Once the line containing "Where can you see the turquoise" appears, output it and each remaining line of the records below exactly, with no pictures and nothing more.
⟨
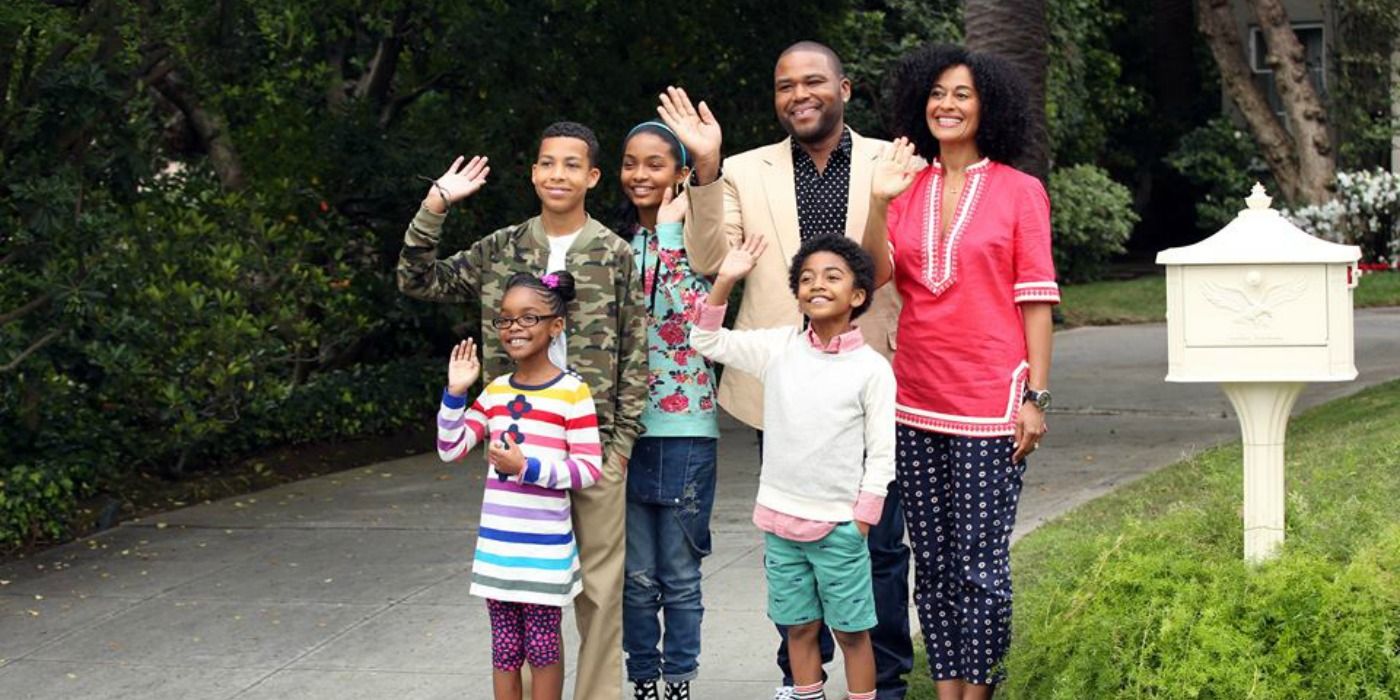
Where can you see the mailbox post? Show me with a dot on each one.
(1262, 308)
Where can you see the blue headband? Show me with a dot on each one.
(685, 160)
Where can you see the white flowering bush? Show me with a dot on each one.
(1365, 212)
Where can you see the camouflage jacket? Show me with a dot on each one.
(606, 324)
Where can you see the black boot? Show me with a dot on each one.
(644, 689)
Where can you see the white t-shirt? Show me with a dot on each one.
(559, 245)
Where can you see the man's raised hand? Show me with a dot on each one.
(893, 170)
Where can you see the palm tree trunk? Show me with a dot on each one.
(1017, 31)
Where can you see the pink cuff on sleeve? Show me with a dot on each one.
(868, 507)
(710, 318)
(1036, 291)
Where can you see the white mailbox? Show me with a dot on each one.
(1260, 307)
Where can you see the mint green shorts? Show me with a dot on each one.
(826, 580)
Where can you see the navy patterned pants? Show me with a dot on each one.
(961, 506)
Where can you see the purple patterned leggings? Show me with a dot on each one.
(524, 632)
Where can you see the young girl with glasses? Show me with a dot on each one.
(542, 441)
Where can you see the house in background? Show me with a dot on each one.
(1322, 32)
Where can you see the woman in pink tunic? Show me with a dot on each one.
(966, 241)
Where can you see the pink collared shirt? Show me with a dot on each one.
(962, 346)
(868, 507)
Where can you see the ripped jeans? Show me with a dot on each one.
(669, 497)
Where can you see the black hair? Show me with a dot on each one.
(574, 130)
(625, 219)
(818, 48)
(856, 258)
(559, 296)
(1004, 95)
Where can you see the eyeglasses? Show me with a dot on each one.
(527, 321)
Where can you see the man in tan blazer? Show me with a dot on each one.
(815, 182)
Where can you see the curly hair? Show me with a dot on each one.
(1004, 95)
(559, 294)
(574, 130)
(860, 262)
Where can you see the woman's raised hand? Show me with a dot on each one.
(696, 128)
(893, 170)
(464, 368)
(461, 181)
(741, 259)
(672, 207)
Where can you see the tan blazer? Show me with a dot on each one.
(756, 195)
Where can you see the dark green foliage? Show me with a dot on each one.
(1091, 217)
(1143, 594)
(1222, 161)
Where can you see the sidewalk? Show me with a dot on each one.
(353, 585)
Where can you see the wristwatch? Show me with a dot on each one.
(1039, 398)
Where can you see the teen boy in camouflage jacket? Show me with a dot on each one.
(606, 338)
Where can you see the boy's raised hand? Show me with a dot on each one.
(893, 170)
(464, 368)
(461, 181)
(741, 259)
(506, 459)
(696, 128)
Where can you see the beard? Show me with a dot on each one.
(828, 123)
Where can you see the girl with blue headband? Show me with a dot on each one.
(672, 469)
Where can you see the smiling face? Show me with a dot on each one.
(521, 342)
(954, 108)
(809, 97)
(648, 167)
(563, 174)
(826, 287)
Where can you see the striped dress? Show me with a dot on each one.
(525, 549)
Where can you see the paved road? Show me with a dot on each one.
(352, 585)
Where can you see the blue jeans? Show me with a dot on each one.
(669, 499)
(889, 578)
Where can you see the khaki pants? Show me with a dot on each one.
(601, 529)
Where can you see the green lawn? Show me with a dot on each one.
(1144, 300)
(1143, 594)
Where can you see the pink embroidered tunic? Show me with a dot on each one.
(961, 363)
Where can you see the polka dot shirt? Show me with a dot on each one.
(821, 196)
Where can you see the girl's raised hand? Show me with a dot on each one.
(672, 207)
(696, 128)
(893, 170)
(741, 259)
(464, 368)
(461, 181)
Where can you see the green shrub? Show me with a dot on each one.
(1224, 163)
(1143, 592)
(1091, 217)
(37, 500)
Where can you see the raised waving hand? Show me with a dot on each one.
(696, 128)
(893, 170)
(464, 368)
(461, 181)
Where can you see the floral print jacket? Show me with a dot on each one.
(681, 382)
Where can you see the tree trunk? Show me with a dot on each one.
(1217, 23)
(1288, 59)
(1017, 31)
(209, 126)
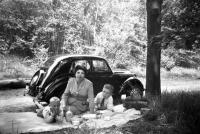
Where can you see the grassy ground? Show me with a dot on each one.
(178, 112)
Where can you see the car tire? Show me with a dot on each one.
(33, 91)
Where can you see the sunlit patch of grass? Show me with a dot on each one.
(179, 72)
(14, 67)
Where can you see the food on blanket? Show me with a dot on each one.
(107, 118)
(48, 114)
(119, 108)
(135, 103)
(89, 116)
(69, 115)
(75, 122)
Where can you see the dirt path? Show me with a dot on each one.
(173, 85)
(14, 101)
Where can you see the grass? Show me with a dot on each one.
(177, 113)
(15, 67)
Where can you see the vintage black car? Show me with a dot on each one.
(51, 79)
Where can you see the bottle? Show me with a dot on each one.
(69, 115)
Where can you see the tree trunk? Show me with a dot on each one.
(153, 88)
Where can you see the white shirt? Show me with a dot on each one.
(108, 102)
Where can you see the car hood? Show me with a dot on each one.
(123, 72)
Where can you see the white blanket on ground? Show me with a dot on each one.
(29, 122)
(109, 119)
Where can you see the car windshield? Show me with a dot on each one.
(50, 61)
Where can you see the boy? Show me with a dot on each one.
(104, 99)
(50, 112)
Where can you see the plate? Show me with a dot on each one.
(89, 116)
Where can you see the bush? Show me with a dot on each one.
(188, 118)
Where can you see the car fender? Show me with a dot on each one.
(55, 88)
(133, 80)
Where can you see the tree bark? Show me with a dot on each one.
(153, 86)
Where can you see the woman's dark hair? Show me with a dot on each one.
(78, 67)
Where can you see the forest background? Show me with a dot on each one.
(32, 31)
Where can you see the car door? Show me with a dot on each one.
(100, 74)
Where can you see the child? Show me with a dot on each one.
(135, 100)
(50, 112)
(104, 100)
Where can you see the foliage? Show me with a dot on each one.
(181, 22)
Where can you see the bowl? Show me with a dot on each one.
(75, 122)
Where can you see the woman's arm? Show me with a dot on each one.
(64, 100)
(91, 98)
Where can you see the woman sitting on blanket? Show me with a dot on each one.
(78, 95)
(104, 99)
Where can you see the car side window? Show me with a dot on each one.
(100, 66)
(84, 63)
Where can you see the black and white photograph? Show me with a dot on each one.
(99, 66)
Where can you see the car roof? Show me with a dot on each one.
(61, 57)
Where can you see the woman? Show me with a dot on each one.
(78, 95)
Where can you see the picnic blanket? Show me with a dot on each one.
(29, 122)
(109, 119)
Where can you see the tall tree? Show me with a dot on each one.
(153, 88)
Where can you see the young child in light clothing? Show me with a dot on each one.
(50, 112)
(104, 99)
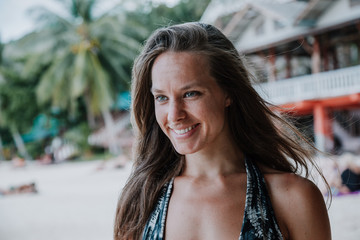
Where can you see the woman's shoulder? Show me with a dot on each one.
(299, 204)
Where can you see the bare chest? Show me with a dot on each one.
(208, 212)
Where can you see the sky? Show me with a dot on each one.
(15, 20)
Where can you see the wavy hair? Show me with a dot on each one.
(259, 132)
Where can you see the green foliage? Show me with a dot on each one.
(17, 106)
(81, 56)
(78, 135)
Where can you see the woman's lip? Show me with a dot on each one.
(184, 130)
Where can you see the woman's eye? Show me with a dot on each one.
(161, 98)
(191, 94)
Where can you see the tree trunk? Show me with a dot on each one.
(20, 143)
(110, 132)
(89, 114)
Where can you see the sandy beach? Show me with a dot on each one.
(76, 201)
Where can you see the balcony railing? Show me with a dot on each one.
(316, 86)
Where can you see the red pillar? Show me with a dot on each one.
(288, 65)
(324, 140)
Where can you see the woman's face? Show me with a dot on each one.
(189, 104)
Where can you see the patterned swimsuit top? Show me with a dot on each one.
(259, 221)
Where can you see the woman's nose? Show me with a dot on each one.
(176, 111)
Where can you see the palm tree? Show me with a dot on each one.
(82, 57)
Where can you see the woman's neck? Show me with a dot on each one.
(221, 161)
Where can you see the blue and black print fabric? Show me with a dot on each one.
(259, 221)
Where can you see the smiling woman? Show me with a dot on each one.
(212, 161)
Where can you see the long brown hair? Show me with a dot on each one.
(259, 132)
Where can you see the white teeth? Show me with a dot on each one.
(183, 131)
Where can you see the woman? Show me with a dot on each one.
(211, 161)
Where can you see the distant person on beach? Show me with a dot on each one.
(212, 161)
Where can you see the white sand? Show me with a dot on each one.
(78, 202)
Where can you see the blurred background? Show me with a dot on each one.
(65, 75)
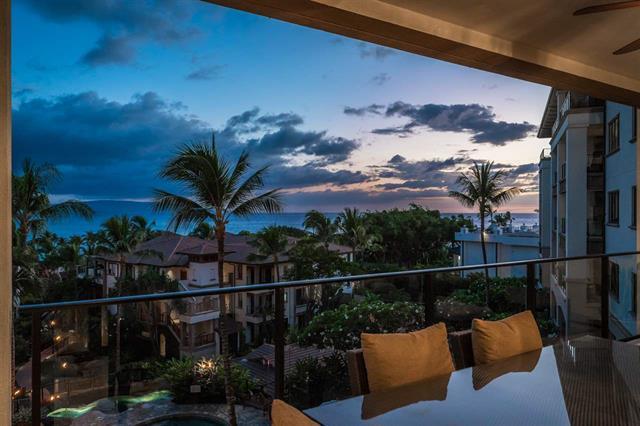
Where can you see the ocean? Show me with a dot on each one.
(106, 209)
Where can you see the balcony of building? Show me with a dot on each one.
(76, 377)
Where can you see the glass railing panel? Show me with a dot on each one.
(623, 297)
(136, 361)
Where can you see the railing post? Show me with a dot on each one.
(36, 392)
(531, 287)
(279, 343)
(604, 296)
(428, 298)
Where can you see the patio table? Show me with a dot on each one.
(588, 380)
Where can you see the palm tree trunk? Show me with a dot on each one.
(224, 339)
(104, 317)
(484, 259)
(123, 266)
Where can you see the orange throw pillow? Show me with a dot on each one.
(282, 414)
(494, 340)
(399, 358)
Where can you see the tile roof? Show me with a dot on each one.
(174, 250)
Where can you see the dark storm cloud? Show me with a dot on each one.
(311, 175)
(478, 120)
(124, 24)
(371, 109)
(84, 128)
(110, 50)
(278, 135)
(336, 199)
(108, 149)
(440, 175)
(291, 141)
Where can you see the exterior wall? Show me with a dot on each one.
(544, 203)
(500, 248)
(575, 285)
(620, 173)
(203, 274)
(572, 284)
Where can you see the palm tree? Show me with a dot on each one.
(270, 242)
(143, 228)
(121, 238)
(215, 191)
(482, 188)
(32, 208)
(204, 230)
(354, 233)
(320, 227)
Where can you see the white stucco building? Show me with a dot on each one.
(587, 206)
(502, 245)
(192, 330)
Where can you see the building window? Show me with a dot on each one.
(614, 208)
(634, 205)
(239, 272)
(614, 280)
(634, 125)
(634, 292)
(614, 134)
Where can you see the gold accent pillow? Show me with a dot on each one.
(282, 414)
(494, 340)
(399, 358)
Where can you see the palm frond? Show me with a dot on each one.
(186, 212)
(269, 202)
(463, 198)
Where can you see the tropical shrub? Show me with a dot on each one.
(313, 381)
(208, 374)
(340, 328)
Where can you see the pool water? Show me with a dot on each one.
(120, 403)
(188, 421)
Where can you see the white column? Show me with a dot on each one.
(6, 298)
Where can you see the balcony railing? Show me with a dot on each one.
(206, 305)
(435, 291)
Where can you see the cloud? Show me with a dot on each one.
(440, 175)
(86, 129)
(124, 24)
(109, 149)
(368, 50)
(374, 109)
(207, 72)
(478, 120)
(311, 175)
(110, 50)
(291, 141)
(276, 135)
(380, 79)
(19, 93)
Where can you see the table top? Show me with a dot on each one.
(588, 380)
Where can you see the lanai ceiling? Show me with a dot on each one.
(540, 41)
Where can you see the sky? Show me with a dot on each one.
(108, 90)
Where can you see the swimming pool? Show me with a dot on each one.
(187, 420)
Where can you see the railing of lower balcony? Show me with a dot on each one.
(76, 364)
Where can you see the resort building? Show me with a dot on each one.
(587, 206)
(190, 329)
(503, 244)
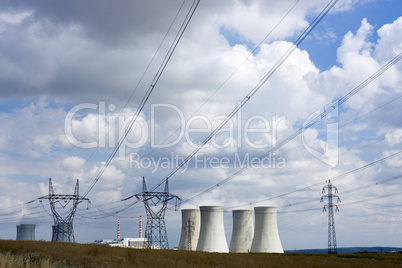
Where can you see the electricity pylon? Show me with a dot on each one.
(62, 230)
(331, 191)
(155, 205)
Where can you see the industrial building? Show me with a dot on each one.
(26, 232)
(190, 229)
(124, 242)
(212, 232)
(266, 236)
(243, 231)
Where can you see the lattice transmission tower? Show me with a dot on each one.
(63, 230)
(155, 205)
(331, 194)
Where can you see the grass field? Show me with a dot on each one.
(51, 254)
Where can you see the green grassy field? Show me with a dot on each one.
(51, 254)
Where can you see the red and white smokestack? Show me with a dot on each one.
(140, 227)
(118, 229)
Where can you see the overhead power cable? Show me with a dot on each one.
(268, 75)
(307, 126)
(149, 91)
(322, 182)
(139, 81)
(230, 76)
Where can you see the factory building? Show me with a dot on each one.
(124, 242)
(26, 232)
(212, 233)
(190, 229)
(243, 231)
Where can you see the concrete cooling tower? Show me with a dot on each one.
(190, 229)
(212, 232)
(266, 236)
(26, 232)
(243, 231)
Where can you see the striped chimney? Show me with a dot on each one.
(118, 229)
(140, 227)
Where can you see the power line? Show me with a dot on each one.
(149, 91)
(318, 118)
(139, 81)
(255, 89)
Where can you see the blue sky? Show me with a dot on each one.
(54, 61)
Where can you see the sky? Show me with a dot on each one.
(73, 75)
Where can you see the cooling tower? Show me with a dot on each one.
(243, 231)
(212, 232)
(266, 236)
(26, 232)
(190, 229)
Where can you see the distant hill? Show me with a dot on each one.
(348, 250)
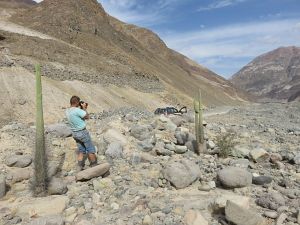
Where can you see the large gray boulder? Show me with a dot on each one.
(140, 132)
(146, 145)
(259, 155)
(271, 200)
(181, 173)
(59, 130)
(242, 216)
(20, 161)
(19, 174)
(48, 220)
(114, 150)
(2, 186)
(181, 137)
(234, 177)
(90, 173)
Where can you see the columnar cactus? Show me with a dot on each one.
(40, 166)
(199, 130)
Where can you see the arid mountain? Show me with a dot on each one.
(16, 3)
(77, 41)
(275, 75)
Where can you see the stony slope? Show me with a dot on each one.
(84, 51)
(275, 74)
(85, 24)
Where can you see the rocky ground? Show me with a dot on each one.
(154, 175)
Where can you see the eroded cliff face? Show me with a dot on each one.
(275, 74)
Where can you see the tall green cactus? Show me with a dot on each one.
(199, 130)
(40, 166)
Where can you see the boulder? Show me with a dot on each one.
(20, 161)
(221, 201)
(147, 220)
(53, 168)
(170, 147)
(181, 137)
(242, 163)
(140, 132)
(163, 152)
(92, 172)
(146, 145)
(210, 144)
(259, 155)
(113, 135)
(59, 130)
(193, 217)
(180, 149)
(48, 220)
(2, 186)
(114, 150)
(234, 177)
(271, 214)
(178, 120)
(241, 216)
(240, 151)
(261, 180)
(181, 173)
(19, 174)
(281, 219)
(275, 157)
(57, 187)
(271, 200)
(296, 159)
(142, 158)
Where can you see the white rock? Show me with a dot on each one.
(51, 205)
(147, 220)
(193, 217)
(114, 206)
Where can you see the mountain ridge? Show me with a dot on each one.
(275, 74)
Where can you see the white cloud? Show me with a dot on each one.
(220, 4)
(246, 41)
(140, 12)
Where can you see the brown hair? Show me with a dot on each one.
(74, 100)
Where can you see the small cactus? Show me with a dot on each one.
(40, 166)
(199, 130)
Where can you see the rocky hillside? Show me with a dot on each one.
(16, 3)
(118, 50)
(155, 177)
(275, 75)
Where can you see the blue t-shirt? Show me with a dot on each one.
(75, 117)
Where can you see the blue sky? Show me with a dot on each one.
(223, 35)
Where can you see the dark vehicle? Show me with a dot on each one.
(170, 110)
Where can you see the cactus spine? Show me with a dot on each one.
(40, 166)
(199, 130)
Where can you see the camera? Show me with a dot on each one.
(81, 103)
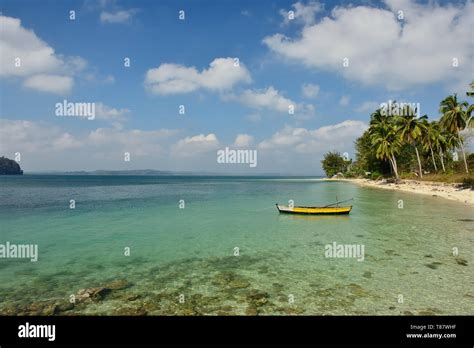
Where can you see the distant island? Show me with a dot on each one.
(9, 167)
(153, 172)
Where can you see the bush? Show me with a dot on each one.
(375, 175)
(468, 183)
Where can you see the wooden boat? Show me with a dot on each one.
(326, 210)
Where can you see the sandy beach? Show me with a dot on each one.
(434, 189)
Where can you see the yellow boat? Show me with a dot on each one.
(327, 210)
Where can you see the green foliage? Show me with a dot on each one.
(334, 163)
(375, 175)
(415, 146)
(9, 167)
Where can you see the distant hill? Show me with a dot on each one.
(9, 167)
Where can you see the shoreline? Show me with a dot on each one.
(431, 188)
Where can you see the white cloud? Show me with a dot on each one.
(31, 137)
(243, 140)
(121, 16)
(254, 117)
(26, 56)
(344, 101)
(303, 13)
(367, 107)
(310, 90)
(109, 113)
(191, 146)
(301, 140)
(55, 84)
(270, 99)
(221, 75)
(383, 50)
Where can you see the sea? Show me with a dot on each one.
(216, 245)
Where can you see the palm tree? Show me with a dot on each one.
(384, 136)
(411, 131)
(454, 119)
(431, 138)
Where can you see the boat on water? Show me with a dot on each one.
(331, 209)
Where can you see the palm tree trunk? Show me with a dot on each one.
(419, 162)
(432, 156)
(393, 162)
(442, 162)
(463, 153)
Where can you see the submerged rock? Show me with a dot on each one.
(433, 265)
(251, 309)
(239, 284)
(257, 297)
(118, 284)
(461, 261)
(367, 275)
(94, 294)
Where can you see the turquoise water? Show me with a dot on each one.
(184, 262)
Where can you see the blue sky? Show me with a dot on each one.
(190, 62)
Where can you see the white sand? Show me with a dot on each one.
(434, 189)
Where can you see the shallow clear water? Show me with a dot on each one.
(281, 266)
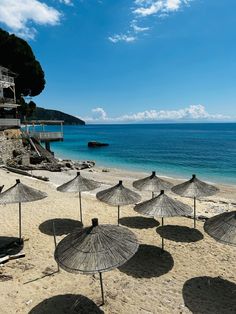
⟩
TASK RESULT:
Where can you see the turquoise water? Show me with a dot on each one.
(184, 262)
Where can you see the blue sky? Show me with a dot on each one.
(190, 62)
Where can you see the white sand? Show me with a dot on each one.
(434, 189)
Where can you see the shallow clear water? Show me with a dot on each one.
(281, 266)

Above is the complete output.